Text provided>
Observability

Observability is how we understand what’s happening inside a system by analyzing its outputs: metrics, logs, and traces. This page explains how telemetry flows through Midaz, the tools that power it, and how you can connect your own systems to monitor performance, troubleshoot issues, and ensure operational excellence.

📘

Note

Midaz uses OpenTelemetry to collect and forward telemetry data to a centralized platform. Our stack includes Prometheus, Loki, Tempo, and Grafana, all working together to give you full visibility into your applications.

How the data flows

Telemetry data originates in your application and flows through a Client Collector running in your environment. This data is enriched and securely forwarded to a Central Collector managed by Lerian. From there, it’s routed to three specialized backends:

Grafana sits on top of everything, giving you a unified view of all telemetry signals.

Stack components


OpenTelemetry Collector (Client)

A lightweight agent running close to your application, either as a DaemonSet or a Deployment. It enriches telemetry with Kubernetes metadata and your tenant identifier (client_id), then routes it to the Central Collector.

  • Why it matters: Reduces load on the central pipeline, enables source-level filtering, and adds crucial metadata like k8s.pod.name.
  • How it’s installed: Managed via Helm and Terraform.

OpenTelemetry Collector (Central)

A centralized deployment that receives telemetry from all clients. It performs global processing, enforces multi-tenancy, and exports signals to the appropriate storage backends.

Prometheus

Our metrics backend. Optimized for storing and querying numerical time-series data. The Central Collector pushes metrics using remote_write.

Set task A>
Answer from the observability text:
(i) Which tenant identifier does the Client Collector add to telemetry?
(ii) What does the Central Collector use to push metrics to Prometheus?
(iii) Who manages the Central Collector?
Set task B> Continue the observability text on Midaz from the point where it stops.
The lines after the observability text are separate material.

Supplied information>
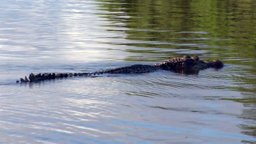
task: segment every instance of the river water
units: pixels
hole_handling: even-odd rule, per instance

Exercise answer A>
(i) client_id
(ii) remote_write
(iii) Lerian

Exercise answer B>
Loki

Our logs backend. Stores logs using label-based indexing, making it fast and cost-effective. Logs are sent from the Central Collector to the loki-write service.

Tempo

Our traces backend. Stores full distributed traces and integrates tightly with Prometheus and Loki through Grafana.

Grafana

Your single pane of glass. Grafana connects to Prometheus, Loki, and Tempo, enabling you to correlate metrics, logs, and traces in one place.

Deployment option: embedded client collector


You can enable the Client Collector as a dependency of your Midaz application using a single configuration flag:

otel-collector-lerian:
  enabled:true

This automatically installs a DaemonSet and configures your application to export telemetry to it. The necessary environment variables and secrets are injected via Helm.

👍

Tip

This setup reduces maintenance, ensures compatibility, and gives you out-of-the-box observability with no extra steps.

Client Collector Processors


In the OpenTelemetry Collector, processors are the core of data manipulation. They run sequentially to enrich, filter, sample, and transform telemetry data before exporting it to the backends.

Below is the list of processors configured in the Lerian Client Collector, their purpose, and how to configure them.

1. batch

What it is: Groups multiple telemetry signals (metrics, logs, or traces) into batches before sending them to the next stage.

Why it matters: Improves compression efficiency, reduces network requests, and enhances overall pipeline performance — a best practice in production.

Configuration:

processors:
  batch: {}

2. memory_limiter

What it is: Monitors the collector's memory usage and drops data if it approaches a defined threshold.

Why it matters: Prevents the collector from being terminated by Kubernetes due to out-of-memory (OOMKilled) events, ensuring stability under heavy load.

Configuration:

memory_limiter:
  check_interval: 1s
  limit_percentage: 75
  spike_limit_percentage: 15

3. spanmetrics

What it is: Generates metrics directly from trace data (latency, request count, and error count).

Why it matters: Produces “RED” metrics (Rate, Errors, Duration) automatically, without additional code instrumentation. Configured dimensions become labels in Prometheus for granular analysis.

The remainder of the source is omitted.